SOURCE DOCUMENT ▸

▬▬▬

# Sundanio axelrodi "blue"



## fishfry (Apr 15, 2004)

Just got a few of these guys for a little nanotank and was wondering if anybody has experience with them, I know they are pretty new to the hobby.


----------



## david lim (Mar 30, 2004)

Beautiful fish! I wish I had experience with them but I don't. My LFS had gotten them in once and I eyed them in quarantine but they seemed sensitive and began dieing within the same week. I'm keeping my eye out for em though! Please write about your experiences!

david


----------



## Aaron (Feb 12, 2004)

Great fish! I have had them in the past (blue, green and red varieties) and can say that they are indeed sensitive fish that seemed to contract velvet quite easily. Velvet seems to be the scurge of small SE Asian fish IME. Once they settle in, they are pretty straight forward. They are really nice in large groups and will school like Harlequins. These guys have the same impact as a school of P. simulans would, but the blue is a bit more iridescent than reflective.
I think the the blue ones are the nicest of the three. the green variety is not as bright and reflective and the red variety is only stunning when the fish are really happy, otherwise they are quite brownish.
A hobbyist here has bred them (quite a few in fact) so if you are up to it, it is entirely possible to increase your group.


----------



## apisto (Jan 1, 2005)

▬▬▬

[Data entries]

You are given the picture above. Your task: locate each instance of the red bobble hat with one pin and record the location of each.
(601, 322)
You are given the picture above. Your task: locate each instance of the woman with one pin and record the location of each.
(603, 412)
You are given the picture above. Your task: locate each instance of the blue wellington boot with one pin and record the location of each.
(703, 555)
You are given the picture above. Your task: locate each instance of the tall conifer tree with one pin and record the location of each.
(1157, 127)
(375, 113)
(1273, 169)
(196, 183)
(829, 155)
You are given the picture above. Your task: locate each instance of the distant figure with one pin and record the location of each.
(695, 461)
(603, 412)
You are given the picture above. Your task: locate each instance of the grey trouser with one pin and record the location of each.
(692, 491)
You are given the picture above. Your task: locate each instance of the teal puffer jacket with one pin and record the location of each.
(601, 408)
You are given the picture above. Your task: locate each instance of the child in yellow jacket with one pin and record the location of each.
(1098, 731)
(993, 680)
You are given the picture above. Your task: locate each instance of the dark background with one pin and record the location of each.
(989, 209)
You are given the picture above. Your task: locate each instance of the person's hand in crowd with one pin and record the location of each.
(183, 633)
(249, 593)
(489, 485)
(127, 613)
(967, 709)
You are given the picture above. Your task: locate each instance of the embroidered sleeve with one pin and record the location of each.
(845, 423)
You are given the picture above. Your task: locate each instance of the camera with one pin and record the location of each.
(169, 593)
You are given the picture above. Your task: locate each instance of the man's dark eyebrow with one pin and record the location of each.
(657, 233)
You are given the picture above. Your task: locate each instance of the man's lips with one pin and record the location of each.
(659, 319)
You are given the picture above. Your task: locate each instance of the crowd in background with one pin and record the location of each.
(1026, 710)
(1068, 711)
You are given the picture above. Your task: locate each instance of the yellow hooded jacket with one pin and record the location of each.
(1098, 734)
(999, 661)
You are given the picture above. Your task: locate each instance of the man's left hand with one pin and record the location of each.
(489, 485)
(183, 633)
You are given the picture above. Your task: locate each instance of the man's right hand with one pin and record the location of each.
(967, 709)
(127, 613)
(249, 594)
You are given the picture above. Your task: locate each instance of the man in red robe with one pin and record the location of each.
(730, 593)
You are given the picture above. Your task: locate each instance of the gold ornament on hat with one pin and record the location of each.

▬▬▬

WORK TO COMPLETE ▸
1. List every username that heads a post in the Sundanio axelrodi thread.
2. Based on the Sundanio axelrodi thread, decide whether each statement agrees with it, answering yes or no with the deciding words quoted: (a) Aaron found the fish prone to velvet. (b) Aaron likes the green variety best. (c) The fish david lim saw at his store did well in quarantine.
3. In the Sundanio axelrodi thread, repeat the passage that begins at the words "## david lim" and stops after "iridescent than reflective.".

PER-TASK OUTPUTS ▸
1. fishfry, david lim, Aaron, apisto

2.
(a) Yes: "they are indeed sensitive fish that seemed to contract velvet quite easily"
(b) No: "I think the the blue ones are the nicest of the three."
(c) No: "they seemed sensitive and began dieing within the same week"

3.
## david lim (Mar 30, 2004)

Beautiful fish! I wish I had experience with them but I don't. My LFS had gotten them in once and I eyed them in quarantine but they seemed sensitive and began dieing within the same week. I'm keeping my eye out for em though! Please write about your experiences!

david


----------



## Aaron (Feb 12, 2004)

Great fish! I have had them in the past (blue, green and red varieties) and can say that they are indeed sensitive fish that seemed to contract velvet quite easily. Velvet seems to be the scurge of small SE Asian fish IME. Once they settle in, they are pretty straight forward. They are really nice in large groups and will school like Harlequins. These guys have the same impact as a school of P. simulans would, but the blue is a bit more iridescent than reflective.